Given entries:
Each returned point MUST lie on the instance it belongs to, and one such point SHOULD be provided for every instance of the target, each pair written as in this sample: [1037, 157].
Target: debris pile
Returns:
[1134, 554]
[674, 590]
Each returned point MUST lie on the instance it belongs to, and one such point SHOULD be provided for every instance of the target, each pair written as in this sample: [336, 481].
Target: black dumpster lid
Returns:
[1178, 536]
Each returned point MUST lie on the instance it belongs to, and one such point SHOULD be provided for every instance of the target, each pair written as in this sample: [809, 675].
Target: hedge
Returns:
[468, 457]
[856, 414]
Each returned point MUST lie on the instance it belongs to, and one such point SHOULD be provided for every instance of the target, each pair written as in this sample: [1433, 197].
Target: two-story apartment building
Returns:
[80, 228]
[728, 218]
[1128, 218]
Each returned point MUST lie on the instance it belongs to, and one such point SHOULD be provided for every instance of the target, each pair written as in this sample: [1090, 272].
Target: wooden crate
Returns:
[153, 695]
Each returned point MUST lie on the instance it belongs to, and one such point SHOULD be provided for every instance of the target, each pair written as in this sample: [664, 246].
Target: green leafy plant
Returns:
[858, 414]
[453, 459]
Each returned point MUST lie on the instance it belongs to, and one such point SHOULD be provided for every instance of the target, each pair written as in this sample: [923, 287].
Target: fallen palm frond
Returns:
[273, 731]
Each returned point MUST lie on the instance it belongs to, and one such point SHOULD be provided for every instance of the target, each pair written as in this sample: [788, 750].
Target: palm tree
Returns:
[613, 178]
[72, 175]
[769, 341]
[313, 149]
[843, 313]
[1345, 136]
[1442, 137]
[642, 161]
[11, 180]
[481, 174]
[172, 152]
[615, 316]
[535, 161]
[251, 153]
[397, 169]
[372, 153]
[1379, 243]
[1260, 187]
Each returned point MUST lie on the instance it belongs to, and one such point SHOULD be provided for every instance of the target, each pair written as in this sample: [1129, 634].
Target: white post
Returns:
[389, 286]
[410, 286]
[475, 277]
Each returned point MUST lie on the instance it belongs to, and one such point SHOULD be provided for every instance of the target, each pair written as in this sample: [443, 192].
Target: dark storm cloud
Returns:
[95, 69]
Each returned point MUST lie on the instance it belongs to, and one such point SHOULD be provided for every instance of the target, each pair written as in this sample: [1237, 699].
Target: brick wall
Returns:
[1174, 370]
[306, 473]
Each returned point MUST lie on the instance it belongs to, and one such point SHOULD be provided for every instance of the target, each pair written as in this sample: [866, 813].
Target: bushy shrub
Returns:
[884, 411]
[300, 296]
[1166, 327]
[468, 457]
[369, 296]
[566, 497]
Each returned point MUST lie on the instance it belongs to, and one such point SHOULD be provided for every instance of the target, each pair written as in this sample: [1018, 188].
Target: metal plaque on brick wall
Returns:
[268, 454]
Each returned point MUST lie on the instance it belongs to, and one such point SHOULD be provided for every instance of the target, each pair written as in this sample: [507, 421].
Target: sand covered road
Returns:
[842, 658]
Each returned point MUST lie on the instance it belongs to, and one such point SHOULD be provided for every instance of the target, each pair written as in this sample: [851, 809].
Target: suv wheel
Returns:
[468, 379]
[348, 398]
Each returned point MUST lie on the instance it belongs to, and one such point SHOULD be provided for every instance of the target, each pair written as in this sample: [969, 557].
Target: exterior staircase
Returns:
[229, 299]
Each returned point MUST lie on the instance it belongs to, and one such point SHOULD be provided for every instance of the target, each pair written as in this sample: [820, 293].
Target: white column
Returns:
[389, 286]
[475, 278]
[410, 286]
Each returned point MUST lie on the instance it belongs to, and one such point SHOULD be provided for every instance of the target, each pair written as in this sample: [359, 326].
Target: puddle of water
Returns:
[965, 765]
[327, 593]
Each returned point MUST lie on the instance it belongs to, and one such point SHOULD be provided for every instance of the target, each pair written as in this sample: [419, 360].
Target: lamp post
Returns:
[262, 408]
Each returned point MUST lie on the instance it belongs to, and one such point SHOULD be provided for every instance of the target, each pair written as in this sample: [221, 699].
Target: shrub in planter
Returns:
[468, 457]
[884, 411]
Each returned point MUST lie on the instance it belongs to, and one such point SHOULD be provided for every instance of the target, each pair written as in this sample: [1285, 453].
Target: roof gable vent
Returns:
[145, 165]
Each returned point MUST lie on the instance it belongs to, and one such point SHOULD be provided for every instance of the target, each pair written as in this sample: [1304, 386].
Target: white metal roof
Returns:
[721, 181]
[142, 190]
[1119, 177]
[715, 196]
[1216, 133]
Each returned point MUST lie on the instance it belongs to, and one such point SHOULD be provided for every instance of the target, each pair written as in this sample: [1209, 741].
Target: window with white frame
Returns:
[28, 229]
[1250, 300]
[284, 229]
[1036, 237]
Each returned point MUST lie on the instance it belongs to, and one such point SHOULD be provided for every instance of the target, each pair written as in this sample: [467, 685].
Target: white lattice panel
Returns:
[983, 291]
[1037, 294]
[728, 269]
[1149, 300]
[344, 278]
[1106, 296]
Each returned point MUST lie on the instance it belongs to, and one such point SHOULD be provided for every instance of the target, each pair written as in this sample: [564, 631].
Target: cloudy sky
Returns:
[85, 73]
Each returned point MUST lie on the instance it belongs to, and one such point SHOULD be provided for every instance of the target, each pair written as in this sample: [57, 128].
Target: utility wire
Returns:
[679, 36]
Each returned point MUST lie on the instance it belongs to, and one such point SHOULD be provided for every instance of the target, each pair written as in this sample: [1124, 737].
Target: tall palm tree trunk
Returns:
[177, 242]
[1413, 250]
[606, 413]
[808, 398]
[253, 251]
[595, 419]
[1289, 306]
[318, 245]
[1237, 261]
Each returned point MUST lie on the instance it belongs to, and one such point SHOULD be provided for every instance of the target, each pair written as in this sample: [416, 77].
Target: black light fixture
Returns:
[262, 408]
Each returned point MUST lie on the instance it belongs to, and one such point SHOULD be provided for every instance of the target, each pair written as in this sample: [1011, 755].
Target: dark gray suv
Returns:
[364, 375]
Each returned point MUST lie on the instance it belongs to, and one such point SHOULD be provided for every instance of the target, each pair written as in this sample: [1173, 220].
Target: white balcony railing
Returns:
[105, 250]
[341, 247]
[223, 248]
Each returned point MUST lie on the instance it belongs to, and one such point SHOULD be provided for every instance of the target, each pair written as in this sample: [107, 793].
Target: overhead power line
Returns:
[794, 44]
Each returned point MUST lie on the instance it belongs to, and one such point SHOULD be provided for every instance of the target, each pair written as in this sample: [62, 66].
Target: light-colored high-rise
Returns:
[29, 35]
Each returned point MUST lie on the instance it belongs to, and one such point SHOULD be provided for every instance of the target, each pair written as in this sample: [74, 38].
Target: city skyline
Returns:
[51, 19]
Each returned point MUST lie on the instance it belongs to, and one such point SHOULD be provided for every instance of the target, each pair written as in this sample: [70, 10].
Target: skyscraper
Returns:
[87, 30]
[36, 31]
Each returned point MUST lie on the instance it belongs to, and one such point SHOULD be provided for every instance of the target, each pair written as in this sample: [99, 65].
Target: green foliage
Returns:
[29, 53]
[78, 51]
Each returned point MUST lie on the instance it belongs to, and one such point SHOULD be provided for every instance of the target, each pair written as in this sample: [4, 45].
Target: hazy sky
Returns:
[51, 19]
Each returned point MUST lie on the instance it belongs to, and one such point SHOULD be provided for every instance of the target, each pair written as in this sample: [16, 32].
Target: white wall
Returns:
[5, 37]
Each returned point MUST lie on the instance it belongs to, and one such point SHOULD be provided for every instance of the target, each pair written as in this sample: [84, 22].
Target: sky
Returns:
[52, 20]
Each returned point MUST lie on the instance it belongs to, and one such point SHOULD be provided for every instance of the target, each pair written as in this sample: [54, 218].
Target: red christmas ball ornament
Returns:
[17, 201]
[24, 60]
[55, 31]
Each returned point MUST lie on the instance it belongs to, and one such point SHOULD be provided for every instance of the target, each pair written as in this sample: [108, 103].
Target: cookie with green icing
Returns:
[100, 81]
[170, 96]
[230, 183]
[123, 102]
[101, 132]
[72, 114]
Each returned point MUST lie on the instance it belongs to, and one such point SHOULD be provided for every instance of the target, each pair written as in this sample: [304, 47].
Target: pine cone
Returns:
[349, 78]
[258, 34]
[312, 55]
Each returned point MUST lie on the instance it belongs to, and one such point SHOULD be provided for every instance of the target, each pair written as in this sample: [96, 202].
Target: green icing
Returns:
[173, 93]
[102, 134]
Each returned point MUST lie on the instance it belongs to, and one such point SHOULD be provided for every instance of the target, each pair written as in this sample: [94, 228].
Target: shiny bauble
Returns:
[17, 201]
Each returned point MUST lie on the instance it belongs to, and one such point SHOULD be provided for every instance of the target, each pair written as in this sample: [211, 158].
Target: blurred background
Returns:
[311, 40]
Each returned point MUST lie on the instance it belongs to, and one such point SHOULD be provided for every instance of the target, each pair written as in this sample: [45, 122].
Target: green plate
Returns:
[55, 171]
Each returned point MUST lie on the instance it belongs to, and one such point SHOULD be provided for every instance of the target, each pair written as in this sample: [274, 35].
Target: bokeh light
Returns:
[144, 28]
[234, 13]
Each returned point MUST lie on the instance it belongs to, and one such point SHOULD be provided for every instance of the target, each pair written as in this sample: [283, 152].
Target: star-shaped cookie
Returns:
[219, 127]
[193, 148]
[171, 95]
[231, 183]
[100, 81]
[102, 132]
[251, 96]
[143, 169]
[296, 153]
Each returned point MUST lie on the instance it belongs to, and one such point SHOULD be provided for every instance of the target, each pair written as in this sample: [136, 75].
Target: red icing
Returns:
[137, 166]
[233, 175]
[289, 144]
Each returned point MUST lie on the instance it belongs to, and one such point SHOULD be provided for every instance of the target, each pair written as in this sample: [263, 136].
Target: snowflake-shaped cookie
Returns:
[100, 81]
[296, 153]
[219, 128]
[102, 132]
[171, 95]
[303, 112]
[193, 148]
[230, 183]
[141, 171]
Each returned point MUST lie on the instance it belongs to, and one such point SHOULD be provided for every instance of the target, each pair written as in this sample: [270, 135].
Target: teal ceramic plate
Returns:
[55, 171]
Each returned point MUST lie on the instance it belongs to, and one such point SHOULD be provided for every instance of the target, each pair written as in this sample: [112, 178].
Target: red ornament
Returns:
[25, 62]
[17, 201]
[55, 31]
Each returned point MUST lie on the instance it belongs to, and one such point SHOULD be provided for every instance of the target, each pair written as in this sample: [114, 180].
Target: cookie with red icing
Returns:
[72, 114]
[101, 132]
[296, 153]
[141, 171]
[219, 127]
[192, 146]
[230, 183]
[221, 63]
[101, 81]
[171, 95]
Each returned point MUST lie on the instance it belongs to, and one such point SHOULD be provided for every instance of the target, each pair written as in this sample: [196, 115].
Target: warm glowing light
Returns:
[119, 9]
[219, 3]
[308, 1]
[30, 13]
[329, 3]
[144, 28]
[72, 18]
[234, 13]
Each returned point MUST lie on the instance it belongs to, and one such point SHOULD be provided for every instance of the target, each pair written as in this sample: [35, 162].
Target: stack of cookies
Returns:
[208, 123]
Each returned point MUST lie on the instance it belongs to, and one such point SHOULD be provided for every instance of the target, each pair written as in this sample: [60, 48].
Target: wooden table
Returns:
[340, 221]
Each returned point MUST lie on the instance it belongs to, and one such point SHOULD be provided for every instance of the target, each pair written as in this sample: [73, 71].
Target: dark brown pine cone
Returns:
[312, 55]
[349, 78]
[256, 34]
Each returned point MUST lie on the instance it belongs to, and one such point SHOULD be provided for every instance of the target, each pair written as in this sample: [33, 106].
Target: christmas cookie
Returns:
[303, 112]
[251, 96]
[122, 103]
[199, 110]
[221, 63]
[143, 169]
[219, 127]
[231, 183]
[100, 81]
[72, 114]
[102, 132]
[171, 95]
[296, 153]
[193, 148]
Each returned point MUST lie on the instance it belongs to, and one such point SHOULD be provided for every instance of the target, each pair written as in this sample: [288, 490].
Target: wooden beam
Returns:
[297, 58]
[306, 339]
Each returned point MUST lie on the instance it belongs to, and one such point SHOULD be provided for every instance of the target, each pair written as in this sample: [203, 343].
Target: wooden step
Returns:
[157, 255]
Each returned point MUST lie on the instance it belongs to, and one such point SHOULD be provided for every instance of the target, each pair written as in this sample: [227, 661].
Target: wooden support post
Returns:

Required task:
Nothing but the lines from the one with "sample: [203, 343]." through the end of the data above should be repeated, each exactly as it stands.

Reply to the exercise:
Each returned point MUST lie on the instance it belongs to, and one such point SHOULD be provided for every instance of the target, each pair written as in this sample: [203, 343].
Target: wooden step
Returns:
[157, 255]
Each returned point MUST lie on the instance it belongs to, and one such point SHOULD be provided for every instance of the target, each pair written as in this sample: [227, 661].
Target: wooden support post
Returns:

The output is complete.